* Goal *
Please extend the merger and share exchange statute below, starting right after its final line. The records that follow the statute are not part of it.

* Source passage *
180.1102 History History: 1989 a. 303; 2001 a. 44.
180.1103 180.1103 Action on plan of merger or share exchange.
180.1103(1)(1)Submit to shareholders. After adopting and approving a plan of merger or share exchange, the board of directors of each corporation that is party to the merger, and the board of directors of the corporation whose shares will be acquired in the share exchange, shall submit the plan of merger, except as provided in sub. (5), or share exchange for approval by its shareholders.
180.1103(2) (2)Meeting notice. The corporation shall notify each shareholder, whether or not entitled to vote, of the proposed shareholders' meeting in accordance with s. 180.0705, except that the notice shall be given at least 20 days before the meeting date. The notice shall also state that the purpose, or one of the purposes, of the meeting is to consider the plan of merger or share exchange and shall contain or be accompanied by a copy or summary of the plan.
180.1103(3) (3)Required vote. Unless this chapter, the articles of incorporation or bylaws adopted under authority granted in the articles of incorporation require a greater vote or a vote by voting groups, the plan of merger or share exchange to be authorized shall be approved by each voting group entitled to vote separately on the plan by a majority of all the votes entitled to be cast on the plan by that voting group.
180.1103(4) (4)Separate voting by voting groups. Separate voting by voting groups is required on any of the following:
180.1103(4)(a) (a) A plan of merger if the plan contains a provision that, if contained in a proposed amendment to articles of incorporation, would require action by one or more separate voting groups on the proposed amendment under s. 180.1004, except as provided in s. 180.1707.
180.1103(4)(b) (b) A plan of share exchange by each class or series of shares included in the exchange, with each class or series constituting a separate voting group.
180.1103(5) (5)When shareholder approval of merger not required.
180.1103(5)(a)(a) In this subsection:
180.1103(5)(a)1. 1. "Participating shares" means shares that entitle their holders to participate, without limitation, in distributions.
180.1103(5)(a)2. 2. "Voting shares" means shares that entitle their holders to vote unconditionally in elections of directors.
180.1103(5)(b) (b) Action by the shareholders of the surviving corporation on a plan of merger is not required if all of the following conditions are satisfied:
180.1103(5)(b)1. 1. The articles of incorporation of the surviving corporation will not differ, except for amendments enumerated in s. 180.1002, from its articles of incorporation before the merger.

* Entries *

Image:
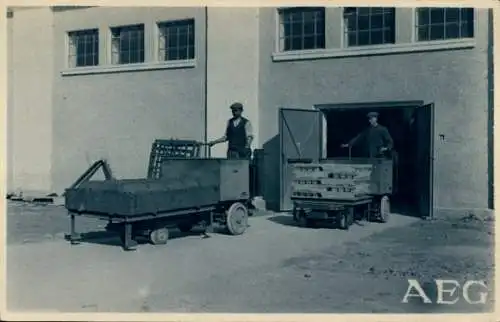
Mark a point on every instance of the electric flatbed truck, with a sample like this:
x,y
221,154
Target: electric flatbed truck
x,y
181,191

* Output of the exercise *
180.1103(5)(b)2. 2. Each shareholder of the surviving corporation whose shares were outstanding immediately before the effective date of the merger will hold the same number of shares, with identical designations, preferences, limitations and relative rights, immediately after.
180.1103(5)(b)3. 3. The number of voting shares outstanding immediately after the merger, plus the number of voting shares issuable as a result of the merger, either by the conversion of securities issued pursuant to the merger or the exercise of rights or warrants issued pursuant to the merger, will not exceed by more than 20% the total number of voting shares of the surviving corporation outstanding immediately before the merger.
180.1103(5)(b)4. 4. The number of participating shares outstanding immediately after the merger, plus the number of participating shares issuable as a result of the merger, either by the conversion of securities issued pursuant to the merger or the exercise of rights or warrants issued pursuant to the merger, will not exceed by more than 20% the total number of participating shares of the surviving corporation outstanding immediately before the merger.
180.1103(6) (6)Merger or share exchange abandoned. After a merger or share exchange is authorized, and at any time before articles of merger or share exchange are filed, the planned merger or share exchange may be abandoned, subject to any contractual rights, without further action on the part of shareholders or other owners, in accordance with the procedure set forth in the plan of merger or share exchange or, if none is set forth, in the manner determined by the board of directors or other similar governing body of any other business entity that is a party to the merger.
180.1103 History History: 1989 a. 303; 1991 a. 16; 2001 a. 44.
180.1104 180.1104 Merger of subsidiary or parent.
180.1104(1) (1) A parent corporation owning at least 90% of the outstanding shares of each class of a subsidiary corporation or at least 90% of the outstanding interests of each class of any other subsidiary business entity may merge the subsidiary into the parent or the parent into the subsidiary without approval of the shareholders of the parent or the shareholders or other owners of the subsidiary.
180.1104(2) (2) The board of directors of the parent corporation shall adopt a plan of merger that sets forth all of the following:
180.1104(2)(a) (a) The names of the parent and subsidiary.
180.1104(2)(b) (b) The manner and basis of converting the shares or other interests of the subsidiary or parent into shares, interests, obligations, or other securities of the surviving business entity or any other business entity or into cash or other property in whole or part.
180.1104(3) (3) The parent shall mail a copy or summary of the plan of merger to each shareholder or other owner of the merging business entity who does not waive the mailing requirement in writing.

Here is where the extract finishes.